Dataset records:
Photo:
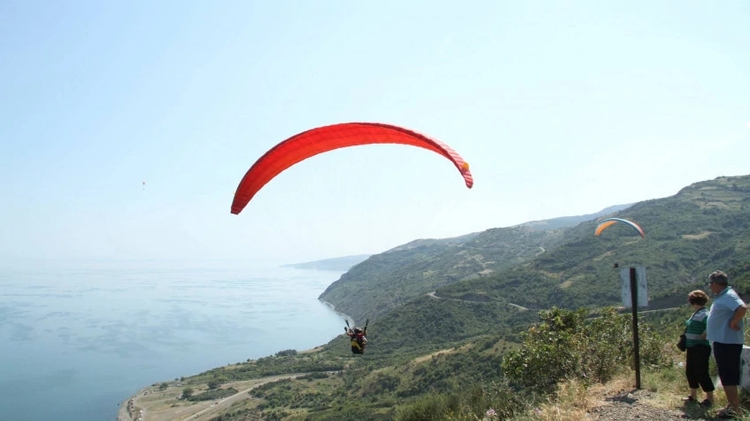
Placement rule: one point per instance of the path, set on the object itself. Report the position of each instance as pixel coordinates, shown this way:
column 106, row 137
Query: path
column 185, row 413
column 432, row 294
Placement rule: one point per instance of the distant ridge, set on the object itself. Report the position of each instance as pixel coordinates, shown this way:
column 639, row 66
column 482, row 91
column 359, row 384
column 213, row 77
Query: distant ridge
column 339, row 264
column 570, row 221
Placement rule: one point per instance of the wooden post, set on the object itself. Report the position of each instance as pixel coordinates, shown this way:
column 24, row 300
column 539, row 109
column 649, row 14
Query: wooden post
column 636, row 339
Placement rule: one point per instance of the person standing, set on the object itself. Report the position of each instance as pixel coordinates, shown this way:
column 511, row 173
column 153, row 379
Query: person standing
column 698, row 350
column 726, row 329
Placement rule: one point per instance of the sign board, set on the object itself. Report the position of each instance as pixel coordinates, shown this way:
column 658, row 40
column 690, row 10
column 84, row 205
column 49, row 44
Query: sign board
column 640, row 273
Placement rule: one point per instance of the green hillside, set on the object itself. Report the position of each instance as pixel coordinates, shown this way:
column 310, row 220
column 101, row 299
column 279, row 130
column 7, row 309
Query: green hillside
column 703, row 227
column 499, row 319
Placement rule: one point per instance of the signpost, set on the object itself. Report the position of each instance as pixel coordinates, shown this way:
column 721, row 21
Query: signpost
column 635, row 294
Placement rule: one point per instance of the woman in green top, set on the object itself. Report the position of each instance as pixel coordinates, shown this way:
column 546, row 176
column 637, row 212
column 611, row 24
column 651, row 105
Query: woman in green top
column 698, row 350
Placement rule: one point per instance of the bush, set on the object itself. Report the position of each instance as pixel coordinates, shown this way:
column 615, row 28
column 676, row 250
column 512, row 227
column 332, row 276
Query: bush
column 565, row 346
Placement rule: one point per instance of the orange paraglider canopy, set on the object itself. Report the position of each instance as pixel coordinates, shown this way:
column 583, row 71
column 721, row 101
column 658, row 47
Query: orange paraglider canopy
column 323, row 139
column 606, row 223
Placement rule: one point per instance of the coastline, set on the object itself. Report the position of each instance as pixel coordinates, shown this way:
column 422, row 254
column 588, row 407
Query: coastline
column 131, row 409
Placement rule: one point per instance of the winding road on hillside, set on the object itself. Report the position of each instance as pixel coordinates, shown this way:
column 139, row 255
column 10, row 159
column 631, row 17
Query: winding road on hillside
column 205, row 410
column 432, row 294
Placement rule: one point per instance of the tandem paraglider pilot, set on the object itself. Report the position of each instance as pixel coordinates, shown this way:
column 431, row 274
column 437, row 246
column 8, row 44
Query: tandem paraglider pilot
column 358, row 339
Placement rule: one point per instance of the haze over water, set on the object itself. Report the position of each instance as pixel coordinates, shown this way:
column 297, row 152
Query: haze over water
column 80, row 337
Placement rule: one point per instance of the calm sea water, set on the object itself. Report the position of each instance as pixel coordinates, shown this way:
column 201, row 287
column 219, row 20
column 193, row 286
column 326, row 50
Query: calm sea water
column 78, row 338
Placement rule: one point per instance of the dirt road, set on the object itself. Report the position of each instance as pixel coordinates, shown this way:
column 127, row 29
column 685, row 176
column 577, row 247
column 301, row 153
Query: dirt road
column 151, row 404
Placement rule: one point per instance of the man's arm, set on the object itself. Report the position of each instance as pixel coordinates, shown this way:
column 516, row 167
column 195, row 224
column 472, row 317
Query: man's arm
column 739, row 313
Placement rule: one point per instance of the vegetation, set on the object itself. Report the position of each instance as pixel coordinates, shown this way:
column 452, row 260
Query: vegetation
column 509, row 322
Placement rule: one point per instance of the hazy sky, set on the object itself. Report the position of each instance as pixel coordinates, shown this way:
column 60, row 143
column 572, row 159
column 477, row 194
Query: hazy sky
column 561, row 108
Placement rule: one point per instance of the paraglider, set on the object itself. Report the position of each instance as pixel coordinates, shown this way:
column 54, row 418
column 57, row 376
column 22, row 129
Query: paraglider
column 606, row 223
column 327, row 138
column 357, row 337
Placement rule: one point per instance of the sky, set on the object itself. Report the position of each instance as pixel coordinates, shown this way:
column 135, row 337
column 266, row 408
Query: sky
column 126, row 126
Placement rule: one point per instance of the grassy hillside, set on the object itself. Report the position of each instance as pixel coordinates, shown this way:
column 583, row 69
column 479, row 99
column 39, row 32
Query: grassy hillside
column 478, row 341
column 703, row 227
column 387, row 280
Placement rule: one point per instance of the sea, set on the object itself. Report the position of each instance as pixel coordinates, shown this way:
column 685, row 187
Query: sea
column 77, row 338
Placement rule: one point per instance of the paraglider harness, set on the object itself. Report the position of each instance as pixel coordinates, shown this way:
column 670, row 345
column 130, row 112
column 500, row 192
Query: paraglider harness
column 358, row 337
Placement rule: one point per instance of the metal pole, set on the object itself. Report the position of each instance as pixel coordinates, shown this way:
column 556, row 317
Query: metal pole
column 636, row 340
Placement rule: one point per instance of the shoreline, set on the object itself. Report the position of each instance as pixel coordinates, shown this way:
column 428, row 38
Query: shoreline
column 129, row 410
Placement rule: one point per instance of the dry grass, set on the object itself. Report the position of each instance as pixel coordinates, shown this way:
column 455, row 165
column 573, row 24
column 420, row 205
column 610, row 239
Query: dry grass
column 700, row 236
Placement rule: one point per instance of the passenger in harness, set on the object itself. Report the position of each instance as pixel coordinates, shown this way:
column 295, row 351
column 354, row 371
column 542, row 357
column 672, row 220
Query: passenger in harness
column 357, row 337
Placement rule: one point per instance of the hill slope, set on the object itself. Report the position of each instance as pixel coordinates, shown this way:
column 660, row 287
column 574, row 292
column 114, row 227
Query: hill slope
column 701, row 228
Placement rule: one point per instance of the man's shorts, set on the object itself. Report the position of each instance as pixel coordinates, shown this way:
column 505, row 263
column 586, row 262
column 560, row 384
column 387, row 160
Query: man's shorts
column 728, row 359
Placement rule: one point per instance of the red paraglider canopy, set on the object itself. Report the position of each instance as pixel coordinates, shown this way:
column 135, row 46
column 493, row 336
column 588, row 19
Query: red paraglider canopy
column 323, row 139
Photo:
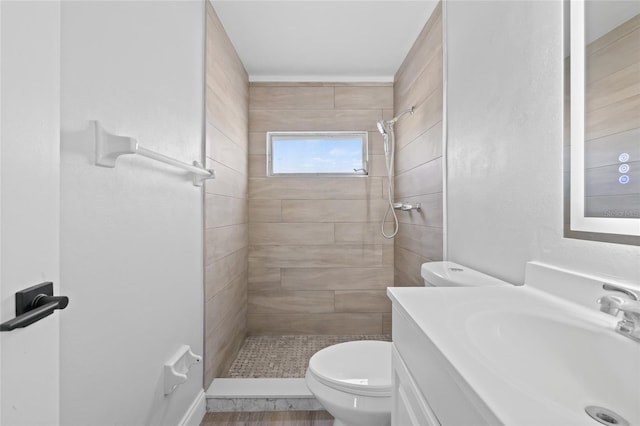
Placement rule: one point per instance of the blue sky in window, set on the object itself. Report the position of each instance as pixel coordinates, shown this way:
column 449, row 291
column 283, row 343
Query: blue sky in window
column 316, row 154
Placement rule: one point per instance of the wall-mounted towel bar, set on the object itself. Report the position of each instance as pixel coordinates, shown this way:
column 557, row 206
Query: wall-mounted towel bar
column 109, row 147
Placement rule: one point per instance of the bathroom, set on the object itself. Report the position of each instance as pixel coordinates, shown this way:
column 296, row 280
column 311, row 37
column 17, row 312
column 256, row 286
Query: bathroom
column 127, row 246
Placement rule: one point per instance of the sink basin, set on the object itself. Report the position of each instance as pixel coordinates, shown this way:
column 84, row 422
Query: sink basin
column 565, row 360
column 531, row 358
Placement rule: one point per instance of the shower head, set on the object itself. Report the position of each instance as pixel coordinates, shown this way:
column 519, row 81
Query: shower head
column 385, row 126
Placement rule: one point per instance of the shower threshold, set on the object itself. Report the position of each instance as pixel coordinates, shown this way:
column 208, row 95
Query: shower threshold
column 268, row 374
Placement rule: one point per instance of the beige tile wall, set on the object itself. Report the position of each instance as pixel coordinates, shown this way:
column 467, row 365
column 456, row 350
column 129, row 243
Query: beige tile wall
column 418, row 178
column 226, row 205
column 317, row 262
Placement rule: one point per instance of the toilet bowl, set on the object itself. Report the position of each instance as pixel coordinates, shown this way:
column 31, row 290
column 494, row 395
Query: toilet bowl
column 352, row 380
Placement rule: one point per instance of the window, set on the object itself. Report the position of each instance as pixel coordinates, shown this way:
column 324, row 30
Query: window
column 317, row 153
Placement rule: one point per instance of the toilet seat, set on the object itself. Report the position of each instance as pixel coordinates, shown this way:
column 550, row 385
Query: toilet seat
column 361, row 367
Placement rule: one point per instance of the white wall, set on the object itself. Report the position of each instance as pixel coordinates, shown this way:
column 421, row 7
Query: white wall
column 505, row 144
column 30, row 129
column 131, row 245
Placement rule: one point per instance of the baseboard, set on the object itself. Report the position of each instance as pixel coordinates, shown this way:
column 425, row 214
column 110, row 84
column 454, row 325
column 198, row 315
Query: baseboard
column 195, row 413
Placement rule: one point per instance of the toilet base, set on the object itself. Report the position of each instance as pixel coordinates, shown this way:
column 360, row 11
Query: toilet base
column 351, row 410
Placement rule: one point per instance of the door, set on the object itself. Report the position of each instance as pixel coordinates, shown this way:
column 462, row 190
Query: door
column 29, row 205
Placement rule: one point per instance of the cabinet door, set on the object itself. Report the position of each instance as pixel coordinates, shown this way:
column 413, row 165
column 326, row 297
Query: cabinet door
column 408, row 405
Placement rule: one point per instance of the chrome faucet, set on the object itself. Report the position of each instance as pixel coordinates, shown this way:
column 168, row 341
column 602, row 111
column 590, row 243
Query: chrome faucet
column 629, row 326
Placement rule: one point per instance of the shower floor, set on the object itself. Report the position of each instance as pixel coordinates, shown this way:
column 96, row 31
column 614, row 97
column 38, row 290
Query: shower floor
column 283, row 356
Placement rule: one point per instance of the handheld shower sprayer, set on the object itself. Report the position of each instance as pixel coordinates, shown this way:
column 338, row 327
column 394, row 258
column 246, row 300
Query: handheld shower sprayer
column 386, row 129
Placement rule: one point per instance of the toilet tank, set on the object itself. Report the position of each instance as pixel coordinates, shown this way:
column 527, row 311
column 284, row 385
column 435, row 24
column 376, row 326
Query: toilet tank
column 451, row 274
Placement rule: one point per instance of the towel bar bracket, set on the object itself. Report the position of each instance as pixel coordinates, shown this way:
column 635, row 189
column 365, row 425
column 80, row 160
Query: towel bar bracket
column 109, row 147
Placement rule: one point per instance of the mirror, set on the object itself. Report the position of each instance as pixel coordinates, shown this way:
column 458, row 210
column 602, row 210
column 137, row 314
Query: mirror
column 602, row 120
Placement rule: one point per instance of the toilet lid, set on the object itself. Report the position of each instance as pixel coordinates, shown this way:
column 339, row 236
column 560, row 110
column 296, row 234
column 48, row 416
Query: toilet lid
column 362, row 367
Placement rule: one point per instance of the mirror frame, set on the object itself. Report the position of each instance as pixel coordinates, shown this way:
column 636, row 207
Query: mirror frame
column 614, row 230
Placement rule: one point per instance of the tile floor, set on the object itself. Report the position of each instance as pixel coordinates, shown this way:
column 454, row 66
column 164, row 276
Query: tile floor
column 283, row 356
column 279, row 418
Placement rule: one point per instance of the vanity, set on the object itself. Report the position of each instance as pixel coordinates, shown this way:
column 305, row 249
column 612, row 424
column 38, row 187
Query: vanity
column 538, row 354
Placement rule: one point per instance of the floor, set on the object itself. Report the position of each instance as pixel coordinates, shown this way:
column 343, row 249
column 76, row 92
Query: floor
column 277, row 418
column 283, row 356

**Directions for this task**
Copy the records above without any changes, starting at the line that contains "Placement rule: one point per instance of the handheld" and going down through the line that contains "column 451, row 274".

**Task answer**
Placement rule: one point per instance of the handheld shower sprayer, set on the object itself. Report the position of each instance as pixel coordinates, shown this way:
column 338, row 327
column 394, row 258
column 246, row 300
Query: handheld shower sprayer
column 386, row 129
Placement rule: one point per instance of the toilet tank, set on the object itself. Report the position of each instance as pixel coordinates, shown this way:
column 527, row 311
column 284, row 385
column 435, row 24
column 376, row 326
Query: toilet tank
column 451, row 274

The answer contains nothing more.